**Short task**
Rewrite everything from the line containing "Could you indicate the winding" down through the end of the records, changing "dirt road" to "gravel track" and keeping all else the same.

Named-object pointing records:
--------------------

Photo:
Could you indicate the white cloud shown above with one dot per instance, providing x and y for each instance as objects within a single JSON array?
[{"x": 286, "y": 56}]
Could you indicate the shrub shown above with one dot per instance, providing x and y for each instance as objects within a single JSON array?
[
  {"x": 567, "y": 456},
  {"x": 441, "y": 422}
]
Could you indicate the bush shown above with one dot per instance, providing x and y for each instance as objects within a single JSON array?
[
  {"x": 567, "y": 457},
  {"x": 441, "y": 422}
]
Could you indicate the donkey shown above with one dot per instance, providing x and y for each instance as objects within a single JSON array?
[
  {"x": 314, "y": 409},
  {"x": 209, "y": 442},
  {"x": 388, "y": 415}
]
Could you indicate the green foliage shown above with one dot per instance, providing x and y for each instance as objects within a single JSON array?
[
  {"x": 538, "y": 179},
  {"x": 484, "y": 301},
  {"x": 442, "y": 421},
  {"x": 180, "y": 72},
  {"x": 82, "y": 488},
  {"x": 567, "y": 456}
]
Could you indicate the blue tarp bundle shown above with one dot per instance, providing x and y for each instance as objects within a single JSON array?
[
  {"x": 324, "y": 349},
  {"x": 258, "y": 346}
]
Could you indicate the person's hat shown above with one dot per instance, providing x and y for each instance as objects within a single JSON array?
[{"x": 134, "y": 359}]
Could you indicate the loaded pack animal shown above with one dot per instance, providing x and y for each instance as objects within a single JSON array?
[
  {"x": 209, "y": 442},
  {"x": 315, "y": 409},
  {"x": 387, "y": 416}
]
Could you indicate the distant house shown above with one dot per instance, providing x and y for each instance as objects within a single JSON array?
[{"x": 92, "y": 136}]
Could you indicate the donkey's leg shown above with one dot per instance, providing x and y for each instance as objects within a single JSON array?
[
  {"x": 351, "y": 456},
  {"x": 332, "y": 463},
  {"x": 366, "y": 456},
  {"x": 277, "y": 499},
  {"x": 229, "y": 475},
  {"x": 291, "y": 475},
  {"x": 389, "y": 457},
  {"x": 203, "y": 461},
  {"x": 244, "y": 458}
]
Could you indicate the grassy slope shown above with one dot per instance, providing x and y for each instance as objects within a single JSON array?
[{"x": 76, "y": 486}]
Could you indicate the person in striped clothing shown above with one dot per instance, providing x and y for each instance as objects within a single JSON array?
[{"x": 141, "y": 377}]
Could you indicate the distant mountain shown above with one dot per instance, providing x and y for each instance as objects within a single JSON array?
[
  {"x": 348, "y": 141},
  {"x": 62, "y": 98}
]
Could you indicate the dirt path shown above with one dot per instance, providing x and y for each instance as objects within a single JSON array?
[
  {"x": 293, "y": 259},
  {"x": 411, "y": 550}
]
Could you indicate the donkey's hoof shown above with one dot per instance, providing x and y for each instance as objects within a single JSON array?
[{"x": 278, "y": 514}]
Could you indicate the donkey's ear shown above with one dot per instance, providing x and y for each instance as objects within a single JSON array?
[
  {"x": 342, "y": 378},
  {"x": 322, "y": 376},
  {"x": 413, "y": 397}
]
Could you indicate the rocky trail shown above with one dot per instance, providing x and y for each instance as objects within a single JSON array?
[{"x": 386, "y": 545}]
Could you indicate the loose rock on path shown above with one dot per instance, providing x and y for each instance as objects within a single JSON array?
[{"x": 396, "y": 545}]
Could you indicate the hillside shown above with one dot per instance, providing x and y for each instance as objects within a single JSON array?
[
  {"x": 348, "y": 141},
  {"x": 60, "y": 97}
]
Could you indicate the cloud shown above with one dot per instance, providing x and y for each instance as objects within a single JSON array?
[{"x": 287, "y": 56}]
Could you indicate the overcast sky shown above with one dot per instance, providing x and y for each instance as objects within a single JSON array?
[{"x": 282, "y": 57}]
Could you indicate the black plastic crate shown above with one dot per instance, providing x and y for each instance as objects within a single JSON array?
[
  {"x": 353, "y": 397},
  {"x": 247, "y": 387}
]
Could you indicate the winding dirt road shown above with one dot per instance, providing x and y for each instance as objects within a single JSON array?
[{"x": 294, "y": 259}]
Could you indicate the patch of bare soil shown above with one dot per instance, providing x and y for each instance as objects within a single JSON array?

--------------------

**Output of the exercise**
Could you indicate the winding gravel track shown above with one dot per instance, providing x and y for each instance as objects within a single JSON array?
[{"x": 294, "y": 259}]
Could you indicate the patch of bare soil shown above with one dot per instance, providing x and y for each instance as objects within a single JSON array?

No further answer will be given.